Task prompt
Go through the entries below line by line and count those containing "jeans"; the answer is that count alone.

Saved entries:

════════

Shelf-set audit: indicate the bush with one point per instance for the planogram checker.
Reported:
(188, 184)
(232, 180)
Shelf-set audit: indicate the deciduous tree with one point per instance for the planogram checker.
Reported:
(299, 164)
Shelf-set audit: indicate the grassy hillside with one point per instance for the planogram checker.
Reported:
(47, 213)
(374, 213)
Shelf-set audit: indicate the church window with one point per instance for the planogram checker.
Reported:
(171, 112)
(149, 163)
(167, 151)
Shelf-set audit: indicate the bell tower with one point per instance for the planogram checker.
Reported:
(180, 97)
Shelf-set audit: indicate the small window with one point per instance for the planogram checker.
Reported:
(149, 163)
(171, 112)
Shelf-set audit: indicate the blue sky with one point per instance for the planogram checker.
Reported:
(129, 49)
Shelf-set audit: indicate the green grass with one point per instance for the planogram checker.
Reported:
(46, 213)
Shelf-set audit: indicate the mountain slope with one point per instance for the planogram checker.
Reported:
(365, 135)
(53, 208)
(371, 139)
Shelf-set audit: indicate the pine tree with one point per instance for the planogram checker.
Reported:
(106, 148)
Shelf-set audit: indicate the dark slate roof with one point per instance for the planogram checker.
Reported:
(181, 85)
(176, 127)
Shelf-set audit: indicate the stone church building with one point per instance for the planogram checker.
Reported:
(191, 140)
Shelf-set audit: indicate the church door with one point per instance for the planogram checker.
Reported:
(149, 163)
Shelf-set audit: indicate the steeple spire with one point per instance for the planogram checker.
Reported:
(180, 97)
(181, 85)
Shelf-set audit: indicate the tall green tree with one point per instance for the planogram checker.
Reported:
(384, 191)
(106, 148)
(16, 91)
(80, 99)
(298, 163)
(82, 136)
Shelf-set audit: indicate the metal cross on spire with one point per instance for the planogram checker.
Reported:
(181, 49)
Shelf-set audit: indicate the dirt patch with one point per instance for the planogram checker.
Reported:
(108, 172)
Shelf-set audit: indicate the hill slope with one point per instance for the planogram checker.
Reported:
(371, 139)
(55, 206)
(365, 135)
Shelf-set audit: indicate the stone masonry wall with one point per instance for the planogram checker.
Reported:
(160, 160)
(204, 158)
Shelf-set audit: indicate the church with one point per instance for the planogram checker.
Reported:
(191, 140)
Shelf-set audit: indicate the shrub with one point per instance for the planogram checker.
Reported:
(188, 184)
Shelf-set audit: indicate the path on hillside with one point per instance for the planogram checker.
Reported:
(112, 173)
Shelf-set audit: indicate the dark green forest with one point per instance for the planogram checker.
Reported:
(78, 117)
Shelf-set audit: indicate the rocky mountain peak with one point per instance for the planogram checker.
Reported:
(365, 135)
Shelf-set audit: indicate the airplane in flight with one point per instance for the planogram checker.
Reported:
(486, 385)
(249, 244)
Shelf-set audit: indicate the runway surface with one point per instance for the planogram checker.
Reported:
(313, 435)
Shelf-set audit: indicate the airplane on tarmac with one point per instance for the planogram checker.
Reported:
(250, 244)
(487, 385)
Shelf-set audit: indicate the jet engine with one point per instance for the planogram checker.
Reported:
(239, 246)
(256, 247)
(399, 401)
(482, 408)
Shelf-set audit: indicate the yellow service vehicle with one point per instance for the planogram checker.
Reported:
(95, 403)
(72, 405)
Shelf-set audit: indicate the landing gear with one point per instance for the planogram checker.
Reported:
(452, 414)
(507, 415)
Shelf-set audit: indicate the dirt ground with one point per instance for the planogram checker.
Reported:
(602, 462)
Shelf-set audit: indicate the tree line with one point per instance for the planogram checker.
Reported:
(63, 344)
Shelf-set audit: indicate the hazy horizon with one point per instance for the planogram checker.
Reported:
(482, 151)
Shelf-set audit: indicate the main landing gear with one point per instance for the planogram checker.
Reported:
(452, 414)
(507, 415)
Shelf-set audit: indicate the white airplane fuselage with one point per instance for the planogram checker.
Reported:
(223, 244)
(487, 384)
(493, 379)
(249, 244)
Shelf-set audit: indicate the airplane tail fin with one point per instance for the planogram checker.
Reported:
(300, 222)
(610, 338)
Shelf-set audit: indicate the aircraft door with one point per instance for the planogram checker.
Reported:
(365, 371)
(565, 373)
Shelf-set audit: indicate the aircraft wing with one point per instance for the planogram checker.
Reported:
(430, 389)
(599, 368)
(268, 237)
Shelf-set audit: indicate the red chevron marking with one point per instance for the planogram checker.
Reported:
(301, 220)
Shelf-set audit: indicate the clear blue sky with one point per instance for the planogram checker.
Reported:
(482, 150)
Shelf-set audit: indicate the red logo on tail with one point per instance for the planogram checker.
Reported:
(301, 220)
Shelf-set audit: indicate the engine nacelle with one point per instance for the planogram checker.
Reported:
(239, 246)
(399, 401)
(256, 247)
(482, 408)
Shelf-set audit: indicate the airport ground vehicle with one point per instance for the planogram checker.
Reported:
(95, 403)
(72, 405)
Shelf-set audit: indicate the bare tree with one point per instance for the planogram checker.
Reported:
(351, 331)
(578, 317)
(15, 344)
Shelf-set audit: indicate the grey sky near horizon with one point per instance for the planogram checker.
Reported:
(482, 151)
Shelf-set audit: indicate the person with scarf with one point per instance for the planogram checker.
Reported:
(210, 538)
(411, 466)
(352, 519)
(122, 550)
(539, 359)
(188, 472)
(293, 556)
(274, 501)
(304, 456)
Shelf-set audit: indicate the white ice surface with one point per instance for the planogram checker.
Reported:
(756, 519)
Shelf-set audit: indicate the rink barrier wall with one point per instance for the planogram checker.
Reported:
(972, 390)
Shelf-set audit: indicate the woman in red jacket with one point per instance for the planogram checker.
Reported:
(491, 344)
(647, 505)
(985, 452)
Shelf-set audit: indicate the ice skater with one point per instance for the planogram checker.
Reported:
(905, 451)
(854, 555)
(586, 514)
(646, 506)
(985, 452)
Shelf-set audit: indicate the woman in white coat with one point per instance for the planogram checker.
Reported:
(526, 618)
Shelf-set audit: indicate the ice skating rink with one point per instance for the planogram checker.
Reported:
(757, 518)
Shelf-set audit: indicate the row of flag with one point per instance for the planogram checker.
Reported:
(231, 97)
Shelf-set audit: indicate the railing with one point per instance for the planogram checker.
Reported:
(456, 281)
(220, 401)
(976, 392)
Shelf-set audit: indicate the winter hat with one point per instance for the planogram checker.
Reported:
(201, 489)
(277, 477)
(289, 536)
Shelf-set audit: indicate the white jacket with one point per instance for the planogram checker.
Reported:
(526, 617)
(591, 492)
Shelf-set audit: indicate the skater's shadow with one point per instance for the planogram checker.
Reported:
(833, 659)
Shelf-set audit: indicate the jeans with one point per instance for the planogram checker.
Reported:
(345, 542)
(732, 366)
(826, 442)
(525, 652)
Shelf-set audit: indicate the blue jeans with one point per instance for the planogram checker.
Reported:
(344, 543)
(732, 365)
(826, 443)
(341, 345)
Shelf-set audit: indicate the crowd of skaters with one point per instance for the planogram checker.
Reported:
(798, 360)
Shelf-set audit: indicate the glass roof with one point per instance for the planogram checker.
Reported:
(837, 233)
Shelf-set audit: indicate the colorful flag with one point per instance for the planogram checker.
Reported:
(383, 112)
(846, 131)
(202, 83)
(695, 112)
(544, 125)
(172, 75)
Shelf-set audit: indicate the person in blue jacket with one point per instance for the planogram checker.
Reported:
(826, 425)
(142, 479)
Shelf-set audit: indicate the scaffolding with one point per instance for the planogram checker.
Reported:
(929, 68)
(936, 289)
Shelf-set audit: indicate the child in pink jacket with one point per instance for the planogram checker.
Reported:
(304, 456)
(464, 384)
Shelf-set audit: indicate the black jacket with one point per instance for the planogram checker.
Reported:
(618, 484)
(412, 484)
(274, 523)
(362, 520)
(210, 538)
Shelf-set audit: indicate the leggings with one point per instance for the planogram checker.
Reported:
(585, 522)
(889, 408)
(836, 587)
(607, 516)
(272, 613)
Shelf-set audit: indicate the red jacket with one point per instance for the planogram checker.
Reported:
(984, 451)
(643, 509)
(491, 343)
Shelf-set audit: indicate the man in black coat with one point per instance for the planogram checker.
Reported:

════════

Output of the exercise
2